Point labeling records:
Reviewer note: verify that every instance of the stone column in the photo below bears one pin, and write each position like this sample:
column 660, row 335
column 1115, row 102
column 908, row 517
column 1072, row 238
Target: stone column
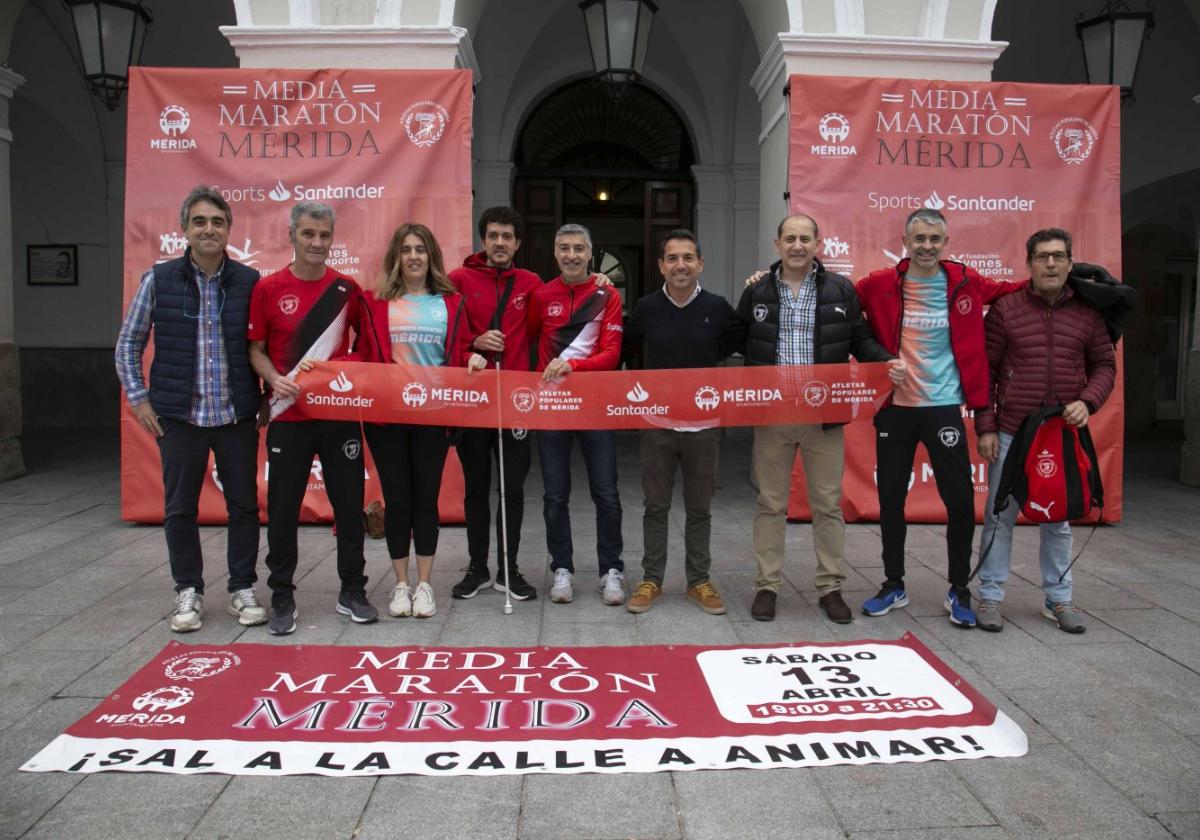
column 745, row 226
column 845, row 54
column 12, row 463
column 714, row 227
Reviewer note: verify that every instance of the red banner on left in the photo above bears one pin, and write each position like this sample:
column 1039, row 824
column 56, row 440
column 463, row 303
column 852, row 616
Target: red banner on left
column 700, row 397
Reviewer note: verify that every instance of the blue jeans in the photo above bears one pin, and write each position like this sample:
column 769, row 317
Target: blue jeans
column 600, row 459
column 1054, row 555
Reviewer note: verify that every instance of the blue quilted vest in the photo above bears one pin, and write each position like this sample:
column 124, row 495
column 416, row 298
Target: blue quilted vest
column 173, row 370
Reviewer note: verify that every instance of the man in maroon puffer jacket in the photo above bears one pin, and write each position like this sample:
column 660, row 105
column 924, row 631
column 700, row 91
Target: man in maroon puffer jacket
column 1044, row 347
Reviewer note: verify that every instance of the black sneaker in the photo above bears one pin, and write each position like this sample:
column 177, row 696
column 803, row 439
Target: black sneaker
column 283, row 618
column 519, row 587
column 472, row 583
column 358, row 607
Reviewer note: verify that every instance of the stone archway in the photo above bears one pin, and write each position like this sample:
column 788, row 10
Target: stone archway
column 619, row 167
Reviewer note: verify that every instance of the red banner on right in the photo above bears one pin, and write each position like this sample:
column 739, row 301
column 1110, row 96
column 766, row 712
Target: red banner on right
column 1001, row 160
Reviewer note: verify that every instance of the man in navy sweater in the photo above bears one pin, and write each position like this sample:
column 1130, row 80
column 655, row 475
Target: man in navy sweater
column 681, row 327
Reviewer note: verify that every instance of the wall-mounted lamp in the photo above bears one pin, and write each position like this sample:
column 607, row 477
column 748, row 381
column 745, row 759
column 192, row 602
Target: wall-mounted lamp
column 111, row 35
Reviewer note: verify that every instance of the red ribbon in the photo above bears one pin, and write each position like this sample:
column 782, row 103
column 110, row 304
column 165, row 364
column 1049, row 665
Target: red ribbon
column 682, row 399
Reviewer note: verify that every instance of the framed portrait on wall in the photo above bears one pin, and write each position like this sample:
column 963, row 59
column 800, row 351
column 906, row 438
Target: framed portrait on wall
column 52, row 265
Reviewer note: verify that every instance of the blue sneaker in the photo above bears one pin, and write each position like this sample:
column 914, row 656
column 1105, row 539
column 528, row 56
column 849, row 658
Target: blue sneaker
column 960, row 609
column 889, row 598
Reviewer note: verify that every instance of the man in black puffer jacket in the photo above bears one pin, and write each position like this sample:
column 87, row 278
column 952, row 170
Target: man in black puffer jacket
column 802, row 315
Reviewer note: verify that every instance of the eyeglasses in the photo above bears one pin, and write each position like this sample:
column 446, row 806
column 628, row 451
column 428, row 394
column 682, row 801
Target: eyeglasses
column 1051, row 257
column 207, row 318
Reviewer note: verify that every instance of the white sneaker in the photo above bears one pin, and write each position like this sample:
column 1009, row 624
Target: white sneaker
column 423, row 601
column 401, row 601
column 244, row 604
column 562, row 592
column 612, row 588
column 189, row 609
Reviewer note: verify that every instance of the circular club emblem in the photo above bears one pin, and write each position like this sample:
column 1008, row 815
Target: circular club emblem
column 1045, row 465
column 707, row 399
column 173, row 120
column 199, row 664
column 414, row 394
column 834, row 127
column 816, row 394
column 523, row 400
column 161, row 700
column 912, row 478
column 424, row 123
column 1073, row 138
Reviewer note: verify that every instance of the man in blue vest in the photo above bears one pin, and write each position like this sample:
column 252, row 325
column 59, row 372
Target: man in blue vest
column 203, row 396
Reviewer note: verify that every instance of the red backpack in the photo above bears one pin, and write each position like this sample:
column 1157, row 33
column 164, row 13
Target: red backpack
column 1053, row 473
column 1051, row 469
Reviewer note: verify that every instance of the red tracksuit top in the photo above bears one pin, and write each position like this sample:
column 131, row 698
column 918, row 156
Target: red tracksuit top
column 882, row 299
column 481, row 286
column 581, row 324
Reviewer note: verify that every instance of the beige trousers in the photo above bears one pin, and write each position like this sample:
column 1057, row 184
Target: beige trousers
column 822, row 453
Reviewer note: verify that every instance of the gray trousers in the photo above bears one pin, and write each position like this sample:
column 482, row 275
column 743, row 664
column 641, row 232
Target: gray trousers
column 694, row 454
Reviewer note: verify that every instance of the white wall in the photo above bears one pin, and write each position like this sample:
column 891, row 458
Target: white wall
column 1161, row 127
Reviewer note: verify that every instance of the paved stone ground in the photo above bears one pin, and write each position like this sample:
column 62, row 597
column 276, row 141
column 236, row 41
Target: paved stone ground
column 1113, row 715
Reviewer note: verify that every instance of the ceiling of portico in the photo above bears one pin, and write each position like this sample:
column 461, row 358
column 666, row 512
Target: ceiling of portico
column 700, row 60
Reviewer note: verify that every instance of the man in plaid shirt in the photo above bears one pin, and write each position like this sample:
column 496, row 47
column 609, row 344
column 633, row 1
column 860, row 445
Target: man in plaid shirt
column 799, row 316
column 203, row 396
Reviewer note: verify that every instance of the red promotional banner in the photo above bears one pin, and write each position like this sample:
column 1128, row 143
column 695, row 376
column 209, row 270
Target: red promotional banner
column 700, row 397
column 381, row 147
column 265, row 709
column 1001, row 160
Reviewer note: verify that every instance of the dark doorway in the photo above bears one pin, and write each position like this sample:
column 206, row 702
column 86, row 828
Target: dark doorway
column 622, row 167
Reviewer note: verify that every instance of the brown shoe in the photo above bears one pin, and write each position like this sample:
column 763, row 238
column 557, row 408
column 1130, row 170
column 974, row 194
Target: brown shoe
column 706, row 597
column 763, row 607
column 372, row 520
column 643, row 597
column 835, row 607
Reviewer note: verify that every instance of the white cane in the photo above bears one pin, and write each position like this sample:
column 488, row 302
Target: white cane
column 504, row 510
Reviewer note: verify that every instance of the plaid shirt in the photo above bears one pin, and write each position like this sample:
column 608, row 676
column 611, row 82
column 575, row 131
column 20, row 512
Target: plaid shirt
column 797, row 321
column 211, row 397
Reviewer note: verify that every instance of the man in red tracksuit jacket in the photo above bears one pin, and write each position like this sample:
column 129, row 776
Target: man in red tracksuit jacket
column 580, row 324
column 929, row 312
column 1045, row 347
column 497, row 298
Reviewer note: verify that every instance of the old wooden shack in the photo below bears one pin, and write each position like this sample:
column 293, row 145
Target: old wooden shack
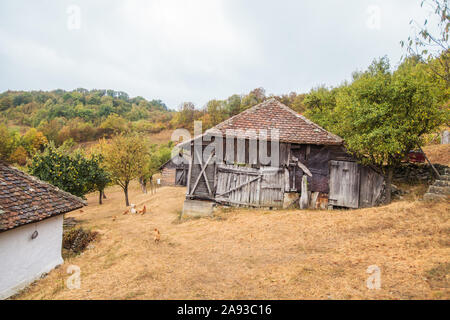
column 309, row 160
column 174, row 172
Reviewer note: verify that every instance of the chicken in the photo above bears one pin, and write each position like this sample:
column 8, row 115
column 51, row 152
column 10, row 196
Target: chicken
column 143, row 210
column 157, row 236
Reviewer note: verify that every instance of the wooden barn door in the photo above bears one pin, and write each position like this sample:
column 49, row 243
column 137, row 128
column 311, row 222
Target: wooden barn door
column 344, row 184
column 250, row 187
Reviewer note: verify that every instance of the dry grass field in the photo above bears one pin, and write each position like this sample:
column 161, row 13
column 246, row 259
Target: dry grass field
column 438, row 153
column 256, row 254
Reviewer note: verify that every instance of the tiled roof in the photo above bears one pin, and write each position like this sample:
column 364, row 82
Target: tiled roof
column 25, row 199
column 272, row 114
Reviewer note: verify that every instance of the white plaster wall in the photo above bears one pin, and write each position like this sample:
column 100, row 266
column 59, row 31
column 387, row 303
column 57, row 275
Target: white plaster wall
column 23, row 260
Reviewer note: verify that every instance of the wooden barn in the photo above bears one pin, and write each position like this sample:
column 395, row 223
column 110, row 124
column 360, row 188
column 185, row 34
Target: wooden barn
column 313, row 167
column 174, row 172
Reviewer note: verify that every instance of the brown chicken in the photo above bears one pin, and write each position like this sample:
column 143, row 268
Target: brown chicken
column 157, row 236
column 143, row 210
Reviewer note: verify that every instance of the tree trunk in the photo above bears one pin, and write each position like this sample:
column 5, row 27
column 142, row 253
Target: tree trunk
column 125, row 191
column 389, row 184
column 143, row 183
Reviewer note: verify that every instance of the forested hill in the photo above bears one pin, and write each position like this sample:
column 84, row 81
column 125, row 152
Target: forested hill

### Directions
Copy out everything from the start of the records down to the line with "column 173, row 370", keeping both ends and leaving out the pictures.

### Answer in full
Reviewer note: verify that every instance of the stone column in the photo below bears one pin, and write each position like this sample:
column 660, row 335
column 1115, row 102
column 908, row 517
column 1072, row 238
Target: stone column
column 745, row 226
column 845, row 54
column 12, row 463
column 714, row 227
Reviewer note: verify that every instance of the red banner on left in the photo above bears one pin, and write each position like this sample:
column 1039, row 824
column 56, row 440
column 463, row 303
column 852, row 616
Target: red banner on left
column 700, row 397
Reviewer note: verify that every instance of the blue jeans in the photo above bears one pin, and write each position like this sample:
column 769, row 317
Target: blue jeans
column 600, row 459
column 1054, row 555
Reviewer note: verify that every instance of the blue quilted vest in the photo above bears one pin, and write each position like this sample:
column 124, row 495
column 416, row 298
Target: blue quilted vest
column 173, row 370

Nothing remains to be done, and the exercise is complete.